━━━ Entries supplied ━━━
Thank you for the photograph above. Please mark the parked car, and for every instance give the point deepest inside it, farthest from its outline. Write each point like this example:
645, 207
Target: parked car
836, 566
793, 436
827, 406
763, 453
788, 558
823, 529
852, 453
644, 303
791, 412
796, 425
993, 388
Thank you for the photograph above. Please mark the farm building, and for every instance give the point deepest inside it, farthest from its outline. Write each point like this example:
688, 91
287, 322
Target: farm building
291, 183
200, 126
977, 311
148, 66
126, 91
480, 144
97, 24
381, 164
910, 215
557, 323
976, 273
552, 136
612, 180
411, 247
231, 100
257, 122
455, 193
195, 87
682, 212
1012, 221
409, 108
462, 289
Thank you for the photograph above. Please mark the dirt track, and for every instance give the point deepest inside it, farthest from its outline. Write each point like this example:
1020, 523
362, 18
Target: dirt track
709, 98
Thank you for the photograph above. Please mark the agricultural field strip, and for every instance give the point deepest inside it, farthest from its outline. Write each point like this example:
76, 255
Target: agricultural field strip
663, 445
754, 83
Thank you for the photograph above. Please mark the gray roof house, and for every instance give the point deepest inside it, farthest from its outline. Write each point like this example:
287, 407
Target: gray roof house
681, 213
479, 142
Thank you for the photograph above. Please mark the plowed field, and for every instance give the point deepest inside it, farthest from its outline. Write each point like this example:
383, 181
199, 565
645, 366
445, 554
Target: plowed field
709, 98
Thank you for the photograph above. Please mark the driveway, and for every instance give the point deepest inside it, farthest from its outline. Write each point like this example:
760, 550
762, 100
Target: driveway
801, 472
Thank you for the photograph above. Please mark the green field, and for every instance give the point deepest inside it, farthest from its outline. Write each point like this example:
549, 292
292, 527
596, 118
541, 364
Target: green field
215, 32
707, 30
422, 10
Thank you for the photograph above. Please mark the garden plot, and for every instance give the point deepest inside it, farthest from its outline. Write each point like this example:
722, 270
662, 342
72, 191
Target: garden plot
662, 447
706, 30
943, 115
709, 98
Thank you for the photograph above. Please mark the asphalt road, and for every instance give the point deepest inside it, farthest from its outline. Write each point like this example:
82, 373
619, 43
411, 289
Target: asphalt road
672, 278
━━━
Written task.
Reproduce all of the material above verbatim, line by line, with no changes.

Written answer.
Thank you for the photograph above. Please mark the parked car, and for every instance give the point deepest inside it, farthest from its outline. Write each point like this example:
645, 207
Target: parked car
836, 566
793, 436
827, 406
763, 453
788, 558
823, 529
852, 453
644, 303
791, 412
796, 425
993, 388
Thank you for the photograph above. Please mark the farm building, and for every instance give the point deepest inside it, farthest from its outline. Write each point like this example:
688, 91
287, 322
Target: farm building
291, 183
200, 126
977, 311
148, 66
126, 91
480, 144
97, 24
381, 164
910, 215
557, 323
976, 273
552, 136
612, 180
411, 247
231, 100
257, 122
455, 193
195, 87
682, 212
1012, 221
409, 108
462, 289
Thank you for the photograph above. Please mark the dirt track, and for every instance give the point deepest inside it, farthest from its outline. Write each point like this example:
1020, 523
362, 18
Target: dirt track
709, 98
Thank you for the photograph above. Please mark the agricultural field strip, and for every instance give the point deepest inside it, farthest from its outline. Write each point like this example:
76, 255
Target: agricultural field strip
663, 445
754, 83
Thank you for the photograph above. Please mark the gray roof house, and for every instance give the point deepest inside it, farthest from its outline. Write each point like this example:
287, 407
Target: gray roof house
681, 213
479, 142
Thank you for the photograph above. Please mark the plowed field, and for every instance give the point deepest inside it, farthest from its outline. Write each point like this example:
383, 181
199, 565
645, 366
445, 554
Target: plowed field
709, 98
Thank you for the photograph above. Please mark the driveway, and for every instance give the point deepest inside it, farthest from its outline. Write each point like this example:
760, 550
762, 100
Target: driveway
801, 472
Thank you for the photograph above. Please mark the green field, and for every instance give the point deepest inside it, farthest from its outline. Write each point like this example:
549, 292
292, 527
596, 118
541, 364
Target: green field
215, 32
707, 30
422, 10
Thank you for the photograph above. Please mark the garden plot, and for every instance give the point deepest inside it, farthest from its outline. Write each point like this example:
722, 270
662, 342
72, 191
Target: garden plot
662, 447
706, 30
943, 115
709, 98
Thank you for the photograph above. Please mark the asphalt road, and for every instance give the point deepest inside it, farthest from its outline. Write each point like this example:
82, 373
619, 43
411, 289
Target: asphalt road
672, 278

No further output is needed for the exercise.